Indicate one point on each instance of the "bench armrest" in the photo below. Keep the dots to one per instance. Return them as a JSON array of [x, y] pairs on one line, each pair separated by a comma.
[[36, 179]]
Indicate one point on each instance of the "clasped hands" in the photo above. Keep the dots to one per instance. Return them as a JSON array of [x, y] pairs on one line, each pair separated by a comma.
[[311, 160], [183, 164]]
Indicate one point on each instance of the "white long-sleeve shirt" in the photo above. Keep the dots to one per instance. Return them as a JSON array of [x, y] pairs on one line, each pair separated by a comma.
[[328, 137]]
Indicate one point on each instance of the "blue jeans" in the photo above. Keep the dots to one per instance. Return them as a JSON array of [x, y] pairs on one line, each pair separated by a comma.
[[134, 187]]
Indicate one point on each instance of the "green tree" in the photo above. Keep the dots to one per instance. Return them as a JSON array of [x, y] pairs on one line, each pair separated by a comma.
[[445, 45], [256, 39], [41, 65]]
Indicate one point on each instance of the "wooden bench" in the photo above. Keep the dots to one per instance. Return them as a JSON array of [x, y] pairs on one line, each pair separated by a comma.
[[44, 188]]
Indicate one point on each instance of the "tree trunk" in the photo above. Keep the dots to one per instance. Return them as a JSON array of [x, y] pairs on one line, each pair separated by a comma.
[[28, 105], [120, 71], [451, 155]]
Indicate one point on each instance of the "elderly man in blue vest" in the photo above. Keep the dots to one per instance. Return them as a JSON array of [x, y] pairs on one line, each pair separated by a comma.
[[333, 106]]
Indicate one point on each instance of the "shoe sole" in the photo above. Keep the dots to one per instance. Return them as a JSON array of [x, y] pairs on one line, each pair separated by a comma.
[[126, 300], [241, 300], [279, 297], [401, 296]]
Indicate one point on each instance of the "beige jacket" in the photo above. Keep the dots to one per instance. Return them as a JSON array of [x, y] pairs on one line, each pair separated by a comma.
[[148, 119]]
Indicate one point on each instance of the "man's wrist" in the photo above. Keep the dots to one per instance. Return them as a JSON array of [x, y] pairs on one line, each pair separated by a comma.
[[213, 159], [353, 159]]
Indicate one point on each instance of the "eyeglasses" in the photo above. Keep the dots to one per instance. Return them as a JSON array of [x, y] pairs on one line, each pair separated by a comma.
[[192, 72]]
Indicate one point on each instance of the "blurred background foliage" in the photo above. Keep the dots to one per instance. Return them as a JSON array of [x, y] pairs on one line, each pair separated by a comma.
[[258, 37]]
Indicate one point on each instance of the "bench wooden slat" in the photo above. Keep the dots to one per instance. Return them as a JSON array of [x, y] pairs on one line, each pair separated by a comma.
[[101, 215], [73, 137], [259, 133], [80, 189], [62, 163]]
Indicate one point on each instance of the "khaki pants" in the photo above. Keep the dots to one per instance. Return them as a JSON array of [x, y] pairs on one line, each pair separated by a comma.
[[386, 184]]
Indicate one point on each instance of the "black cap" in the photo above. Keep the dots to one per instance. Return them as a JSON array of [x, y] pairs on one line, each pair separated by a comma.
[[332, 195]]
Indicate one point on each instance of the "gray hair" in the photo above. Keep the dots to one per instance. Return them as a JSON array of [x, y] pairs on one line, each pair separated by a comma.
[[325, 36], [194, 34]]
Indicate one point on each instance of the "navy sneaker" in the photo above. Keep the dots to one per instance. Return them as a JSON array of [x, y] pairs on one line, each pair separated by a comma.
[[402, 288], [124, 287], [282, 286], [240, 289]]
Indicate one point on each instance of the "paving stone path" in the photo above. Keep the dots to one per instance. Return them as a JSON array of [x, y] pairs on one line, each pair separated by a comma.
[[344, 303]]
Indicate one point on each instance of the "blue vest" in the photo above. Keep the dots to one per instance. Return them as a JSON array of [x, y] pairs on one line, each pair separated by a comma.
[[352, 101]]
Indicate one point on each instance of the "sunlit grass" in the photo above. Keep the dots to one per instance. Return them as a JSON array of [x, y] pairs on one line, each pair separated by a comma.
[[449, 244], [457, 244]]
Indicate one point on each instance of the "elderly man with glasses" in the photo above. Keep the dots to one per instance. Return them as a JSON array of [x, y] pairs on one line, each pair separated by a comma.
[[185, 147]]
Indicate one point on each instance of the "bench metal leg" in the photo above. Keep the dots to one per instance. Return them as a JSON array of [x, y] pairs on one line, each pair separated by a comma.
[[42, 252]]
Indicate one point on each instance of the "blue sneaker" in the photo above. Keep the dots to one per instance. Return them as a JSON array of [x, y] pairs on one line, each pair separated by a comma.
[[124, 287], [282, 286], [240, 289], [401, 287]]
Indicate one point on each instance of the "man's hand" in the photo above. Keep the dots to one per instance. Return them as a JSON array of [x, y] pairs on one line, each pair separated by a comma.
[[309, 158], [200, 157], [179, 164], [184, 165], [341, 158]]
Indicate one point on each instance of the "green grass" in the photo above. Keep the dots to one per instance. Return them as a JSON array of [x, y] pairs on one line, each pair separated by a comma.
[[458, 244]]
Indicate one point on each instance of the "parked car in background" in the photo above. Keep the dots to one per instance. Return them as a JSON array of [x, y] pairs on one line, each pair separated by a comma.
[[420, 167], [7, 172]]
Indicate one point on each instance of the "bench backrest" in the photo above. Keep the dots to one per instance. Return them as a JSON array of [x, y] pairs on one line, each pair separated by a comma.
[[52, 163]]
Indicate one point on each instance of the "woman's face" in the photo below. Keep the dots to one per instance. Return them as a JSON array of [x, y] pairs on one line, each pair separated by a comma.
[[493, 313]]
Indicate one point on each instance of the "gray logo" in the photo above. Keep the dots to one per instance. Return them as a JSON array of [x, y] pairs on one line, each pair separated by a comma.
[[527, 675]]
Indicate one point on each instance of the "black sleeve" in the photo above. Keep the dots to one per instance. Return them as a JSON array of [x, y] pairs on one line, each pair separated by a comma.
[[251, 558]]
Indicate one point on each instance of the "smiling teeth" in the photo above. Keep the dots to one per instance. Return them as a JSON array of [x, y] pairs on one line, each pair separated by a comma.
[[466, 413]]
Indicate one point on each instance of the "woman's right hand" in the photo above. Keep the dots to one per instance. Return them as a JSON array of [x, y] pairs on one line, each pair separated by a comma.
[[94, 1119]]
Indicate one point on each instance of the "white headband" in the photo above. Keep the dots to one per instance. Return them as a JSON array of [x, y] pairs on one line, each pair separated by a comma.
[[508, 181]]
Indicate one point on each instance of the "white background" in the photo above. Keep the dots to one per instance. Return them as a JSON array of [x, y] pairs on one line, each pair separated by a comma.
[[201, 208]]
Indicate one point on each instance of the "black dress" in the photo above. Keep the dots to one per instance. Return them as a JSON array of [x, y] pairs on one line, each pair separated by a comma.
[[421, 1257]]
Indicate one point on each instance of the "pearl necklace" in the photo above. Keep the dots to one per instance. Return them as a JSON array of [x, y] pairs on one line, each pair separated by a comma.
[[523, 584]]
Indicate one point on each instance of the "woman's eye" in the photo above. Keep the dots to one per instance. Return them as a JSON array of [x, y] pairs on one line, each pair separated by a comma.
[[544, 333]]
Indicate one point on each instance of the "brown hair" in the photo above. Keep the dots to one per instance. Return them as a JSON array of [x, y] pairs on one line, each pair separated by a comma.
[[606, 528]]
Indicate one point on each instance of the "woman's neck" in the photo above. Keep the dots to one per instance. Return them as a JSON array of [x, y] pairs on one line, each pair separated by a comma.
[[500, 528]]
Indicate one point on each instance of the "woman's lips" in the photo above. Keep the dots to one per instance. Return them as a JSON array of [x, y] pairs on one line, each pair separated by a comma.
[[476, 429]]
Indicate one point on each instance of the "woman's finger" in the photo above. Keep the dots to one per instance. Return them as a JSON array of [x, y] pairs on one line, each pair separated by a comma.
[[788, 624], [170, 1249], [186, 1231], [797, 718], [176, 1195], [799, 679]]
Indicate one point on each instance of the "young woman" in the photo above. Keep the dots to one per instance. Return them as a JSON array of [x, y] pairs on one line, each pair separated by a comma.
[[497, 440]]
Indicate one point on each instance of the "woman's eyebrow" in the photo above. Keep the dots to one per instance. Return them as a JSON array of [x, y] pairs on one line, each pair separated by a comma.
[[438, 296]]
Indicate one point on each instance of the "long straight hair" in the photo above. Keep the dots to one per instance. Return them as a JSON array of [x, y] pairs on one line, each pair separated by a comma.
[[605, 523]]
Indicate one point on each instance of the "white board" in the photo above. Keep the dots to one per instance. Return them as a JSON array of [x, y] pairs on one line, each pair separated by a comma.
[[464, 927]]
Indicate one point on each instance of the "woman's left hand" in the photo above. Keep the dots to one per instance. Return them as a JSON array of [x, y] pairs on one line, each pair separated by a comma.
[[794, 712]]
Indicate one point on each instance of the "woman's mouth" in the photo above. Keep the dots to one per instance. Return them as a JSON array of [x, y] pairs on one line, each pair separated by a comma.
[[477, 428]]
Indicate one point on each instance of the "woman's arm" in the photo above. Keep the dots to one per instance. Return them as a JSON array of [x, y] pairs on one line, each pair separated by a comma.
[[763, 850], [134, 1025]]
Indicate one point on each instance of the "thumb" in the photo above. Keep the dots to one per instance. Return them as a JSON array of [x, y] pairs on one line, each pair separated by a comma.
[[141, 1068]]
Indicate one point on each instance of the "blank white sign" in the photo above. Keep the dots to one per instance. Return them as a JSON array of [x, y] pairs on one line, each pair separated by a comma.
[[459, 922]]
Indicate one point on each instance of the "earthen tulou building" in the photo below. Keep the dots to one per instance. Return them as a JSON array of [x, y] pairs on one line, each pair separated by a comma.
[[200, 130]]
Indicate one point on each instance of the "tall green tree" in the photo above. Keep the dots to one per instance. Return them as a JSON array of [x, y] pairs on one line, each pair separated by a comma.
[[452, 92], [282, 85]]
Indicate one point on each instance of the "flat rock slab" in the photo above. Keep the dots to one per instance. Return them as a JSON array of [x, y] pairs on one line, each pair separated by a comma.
• • • • • • •
# STATED PROBLEM:
Copy out every line in the records above that contains the string "long".

# OUTPUT OF THE TASK:
Indicate one point on each instance of the "white long-sleeve shirt" in the photo above. Keep the dots to one per instance. Return them as a JSON array of [x, y] pairs on one line, each pair separated by a comma.
Indicate one point on each instance of the "long straight hair" in the photo above. Keep the dots to one per instance. Return them as a JSON array of [x, y] pairs on one line, each pair separated by a comma.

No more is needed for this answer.